= RECORDED INFORMATION =
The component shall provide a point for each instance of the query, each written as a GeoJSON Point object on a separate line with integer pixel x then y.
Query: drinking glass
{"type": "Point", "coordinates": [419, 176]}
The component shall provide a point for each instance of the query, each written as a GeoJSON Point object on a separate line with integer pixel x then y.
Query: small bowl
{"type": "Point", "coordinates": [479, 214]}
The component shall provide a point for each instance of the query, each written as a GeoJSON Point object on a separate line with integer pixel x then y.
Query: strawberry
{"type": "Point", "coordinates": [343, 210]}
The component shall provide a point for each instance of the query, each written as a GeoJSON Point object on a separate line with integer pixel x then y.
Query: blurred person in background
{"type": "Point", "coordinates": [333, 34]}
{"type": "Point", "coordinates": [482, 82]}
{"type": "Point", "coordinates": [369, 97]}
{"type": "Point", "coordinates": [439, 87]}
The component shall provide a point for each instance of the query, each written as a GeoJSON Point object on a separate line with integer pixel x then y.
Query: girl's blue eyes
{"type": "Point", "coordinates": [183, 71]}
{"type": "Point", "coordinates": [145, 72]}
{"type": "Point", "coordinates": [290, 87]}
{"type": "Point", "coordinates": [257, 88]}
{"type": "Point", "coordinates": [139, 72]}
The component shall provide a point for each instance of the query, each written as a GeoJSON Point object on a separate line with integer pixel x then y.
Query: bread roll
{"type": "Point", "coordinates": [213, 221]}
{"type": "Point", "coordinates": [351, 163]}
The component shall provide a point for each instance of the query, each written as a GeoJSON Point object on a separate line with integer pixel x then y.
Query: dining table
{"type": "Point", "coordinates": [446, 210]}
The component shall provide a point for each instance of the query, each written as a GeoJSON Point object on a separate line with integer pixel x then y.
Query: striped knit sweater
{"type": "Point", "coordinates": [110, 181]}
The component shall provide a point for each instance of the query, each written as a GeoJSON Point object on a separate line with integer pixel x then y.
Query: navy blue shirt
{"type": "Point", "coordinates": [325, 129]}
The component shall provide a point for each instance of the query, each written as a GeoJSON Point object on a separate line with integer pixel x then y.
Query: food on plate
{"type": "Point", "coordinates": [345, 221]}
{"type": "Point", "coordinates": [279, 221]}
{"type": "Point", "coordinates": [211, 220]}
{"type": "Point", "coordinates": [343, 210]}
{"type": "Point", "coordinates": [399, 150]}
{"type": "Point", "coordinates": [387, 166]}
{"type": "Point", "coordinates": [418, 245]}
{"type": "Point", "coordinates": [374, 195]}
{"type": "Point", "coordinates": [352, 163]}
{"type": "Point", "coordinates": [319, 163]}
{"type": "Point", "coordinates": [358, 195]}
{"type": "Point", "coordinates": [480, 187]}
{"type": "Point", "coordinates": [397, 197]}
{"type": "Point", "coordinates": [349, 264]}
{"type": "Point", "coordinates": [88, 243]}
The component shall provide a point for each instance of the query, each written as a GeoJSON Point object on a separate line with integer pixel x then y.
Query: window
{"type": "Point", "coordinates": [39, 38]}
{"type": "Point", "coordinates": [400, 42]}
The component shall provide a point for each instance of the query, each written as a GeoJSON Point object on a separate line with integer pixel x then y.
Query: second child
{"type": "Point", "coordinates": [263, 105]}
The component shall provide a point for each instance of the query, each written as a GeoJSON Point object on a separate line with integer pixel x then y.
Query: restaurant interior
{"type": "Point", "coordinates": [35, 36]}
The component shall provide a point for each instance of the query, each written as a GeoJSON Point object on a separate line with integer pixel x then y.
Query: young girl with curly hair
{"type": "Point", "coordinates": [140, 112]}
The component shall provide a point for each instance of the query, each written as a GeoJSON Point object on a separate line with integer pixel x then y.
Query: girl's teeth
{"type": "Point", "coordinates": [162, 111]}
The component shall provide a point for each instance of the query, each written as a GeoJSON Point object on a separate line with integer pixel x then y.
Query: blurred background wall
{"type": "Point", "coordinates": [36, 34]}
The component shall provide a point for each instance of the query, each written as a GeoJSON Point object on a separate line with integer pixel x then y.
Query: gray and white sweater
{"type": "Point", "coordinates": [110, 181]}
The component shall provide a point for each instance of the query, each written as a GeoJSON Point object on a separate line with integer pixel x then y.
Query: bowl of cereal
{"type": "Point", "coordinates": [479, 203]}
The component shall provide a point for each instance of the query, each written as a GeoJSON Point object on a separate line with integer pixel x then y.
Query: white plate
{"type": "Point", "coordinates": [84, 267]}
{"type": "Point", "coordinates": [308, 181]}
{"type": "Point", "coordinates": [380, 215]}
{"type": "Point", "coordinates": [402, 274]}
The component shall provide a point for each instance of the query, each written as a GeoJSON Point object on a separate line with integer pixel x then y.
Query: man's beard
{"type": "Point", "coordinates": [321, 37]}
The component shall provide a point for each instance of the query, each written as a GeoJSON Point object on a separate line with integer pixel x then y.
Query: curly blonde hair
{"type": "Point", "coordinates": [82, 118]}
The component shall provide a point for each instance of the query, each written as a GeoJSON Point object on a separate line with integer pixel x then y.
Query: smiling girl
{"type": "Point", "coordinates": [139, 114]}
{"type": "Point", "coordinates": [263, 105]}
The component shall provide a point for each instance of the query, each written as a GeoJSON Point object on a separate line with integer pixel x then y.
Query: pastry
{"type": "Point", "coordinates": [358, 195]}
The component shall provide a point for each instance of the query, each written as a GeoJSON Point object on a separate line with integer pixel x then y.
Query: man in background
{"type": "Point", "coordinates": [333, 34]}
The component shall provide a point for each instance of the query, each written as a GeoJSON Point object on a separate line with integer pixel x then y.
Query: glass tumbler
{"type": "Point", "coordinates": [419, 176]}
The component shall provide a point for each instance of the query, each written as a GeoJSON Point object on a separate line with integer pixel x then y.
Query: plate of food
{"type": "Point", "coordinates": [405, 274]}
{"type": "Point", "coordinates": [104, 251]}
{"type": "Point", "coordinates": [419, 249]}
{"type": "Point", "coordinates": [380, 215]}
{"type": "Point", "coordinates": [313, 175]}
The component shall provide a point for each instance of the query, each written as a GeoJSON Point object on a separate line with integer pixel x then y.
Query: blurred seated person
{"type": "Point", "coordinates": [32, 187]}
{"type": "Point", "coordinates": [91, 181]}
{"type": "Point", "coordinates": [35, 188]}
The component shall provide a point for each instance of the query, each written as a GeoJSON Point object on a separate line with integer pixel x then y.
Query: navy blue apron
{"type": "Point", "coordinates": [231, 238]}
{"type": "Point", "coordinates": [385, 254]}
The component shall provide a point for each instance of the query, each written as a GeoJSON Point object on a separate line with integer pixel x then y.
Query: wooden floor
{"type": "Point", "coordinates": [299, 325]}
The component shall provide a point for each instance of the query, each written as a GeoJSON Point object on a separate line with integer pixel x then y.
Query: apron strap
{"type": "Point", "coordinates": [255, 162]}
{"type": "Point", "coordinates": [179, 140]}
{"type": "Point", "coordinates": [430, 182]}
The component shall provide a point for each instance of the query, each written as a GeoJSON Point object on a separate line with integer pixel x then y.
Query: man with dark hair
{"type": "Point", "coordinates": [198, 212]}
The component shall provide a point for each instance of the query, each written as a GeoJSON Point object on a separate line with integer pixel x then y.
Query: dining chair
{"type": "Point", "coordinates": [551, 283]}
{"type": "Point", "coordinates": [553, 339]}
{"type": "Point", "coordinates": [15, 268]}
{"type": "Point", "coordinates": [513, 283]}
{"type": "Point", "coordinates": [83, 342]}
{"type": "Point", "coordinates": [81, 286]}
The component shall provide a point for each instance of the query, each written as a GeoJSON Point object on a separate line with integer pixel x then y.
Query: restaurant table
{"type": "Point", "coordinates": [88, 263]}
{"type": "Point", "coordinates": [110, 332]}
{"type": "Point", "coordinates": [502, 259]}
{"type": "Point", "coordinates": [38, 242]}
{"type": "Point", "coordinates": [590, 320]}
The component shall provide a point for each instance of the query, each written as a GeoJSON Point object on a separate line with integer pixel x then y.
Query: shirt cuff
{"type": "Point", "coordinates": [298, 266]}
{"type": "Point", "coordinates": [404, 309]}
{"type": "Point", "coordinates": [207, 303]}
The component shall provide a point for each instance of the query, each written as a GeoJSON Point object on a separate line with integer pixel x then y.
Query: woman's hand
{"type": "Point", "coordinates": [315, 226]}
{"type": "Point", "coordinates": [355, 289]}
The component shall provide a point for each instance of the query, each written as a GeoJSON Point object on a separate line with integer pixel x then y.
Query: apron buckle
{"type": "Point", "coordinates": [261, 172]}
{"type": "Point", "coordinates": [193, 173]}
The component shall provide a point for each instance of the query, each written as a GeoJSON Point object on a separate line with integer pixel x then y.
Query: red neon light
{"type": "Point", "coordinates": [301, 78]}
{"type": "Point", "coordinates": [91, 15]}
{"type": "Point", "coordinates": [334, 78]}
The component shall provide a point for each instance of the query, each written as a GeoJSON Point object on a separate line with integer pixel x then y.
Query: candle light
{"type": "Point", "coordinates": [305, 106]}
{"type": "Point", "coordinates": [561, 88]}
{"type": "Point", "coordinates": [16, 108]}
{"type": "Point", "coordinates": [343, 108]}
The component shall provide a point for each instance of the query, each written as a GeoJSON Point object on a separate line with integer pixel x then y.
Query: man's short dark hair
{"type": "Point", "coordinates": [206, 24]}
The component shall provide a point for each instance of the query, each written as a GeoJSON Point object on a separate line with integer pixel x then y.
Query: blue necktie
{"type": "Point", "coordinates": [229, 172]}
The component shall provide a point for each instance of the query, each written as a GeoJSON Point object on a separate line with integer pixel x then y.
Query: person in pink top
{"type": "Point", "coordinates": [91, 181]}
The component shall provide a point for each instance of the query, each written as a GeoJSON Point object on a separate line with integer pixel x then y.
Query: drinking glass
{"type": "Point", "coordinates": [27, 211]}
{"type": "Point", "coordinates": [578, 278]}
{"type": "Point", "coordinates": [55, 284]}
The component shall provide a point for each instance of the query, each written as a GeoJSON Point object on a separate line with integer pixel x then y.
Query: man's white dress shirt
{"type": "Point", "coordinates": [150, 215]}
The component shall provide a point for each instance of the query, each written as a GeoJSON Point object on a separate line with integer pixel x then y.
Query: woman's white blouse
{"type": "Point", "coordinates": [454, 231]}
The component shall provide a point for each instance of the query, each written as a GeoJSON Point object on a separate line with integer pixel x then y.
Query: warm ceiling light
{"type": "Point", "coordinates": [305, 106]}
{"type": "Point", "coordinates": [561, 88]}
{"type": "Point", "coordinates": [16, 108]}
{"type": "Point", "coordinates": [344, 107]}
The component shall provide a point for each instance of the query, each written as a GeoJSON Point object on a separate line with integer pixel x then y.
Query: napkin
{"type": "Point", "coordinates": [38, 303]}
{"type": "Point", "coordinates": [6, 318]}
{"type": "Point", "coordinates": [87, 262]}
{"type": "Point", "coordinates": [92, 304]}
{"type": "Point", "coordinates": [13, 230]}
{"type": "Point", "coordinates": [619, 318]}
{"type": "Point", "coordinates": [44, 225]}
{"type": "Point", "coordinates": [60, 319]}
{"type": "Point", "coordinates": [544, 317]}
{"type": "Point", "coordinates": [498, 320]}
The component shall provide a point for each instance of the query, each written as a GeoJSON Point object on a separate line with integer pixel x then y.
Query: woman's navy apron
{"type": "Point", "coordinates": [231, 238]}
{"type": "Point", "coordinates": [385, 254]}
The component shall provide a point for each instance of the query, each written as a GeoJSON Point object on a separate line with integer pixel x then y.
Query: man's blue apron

= OBJECTIVE =
Show every line of the listing above that contains the word "person".

= ANSWER TO THE PROBLEM =
Query: blurred person in background
Query: blurred seated person
Query: person in pink top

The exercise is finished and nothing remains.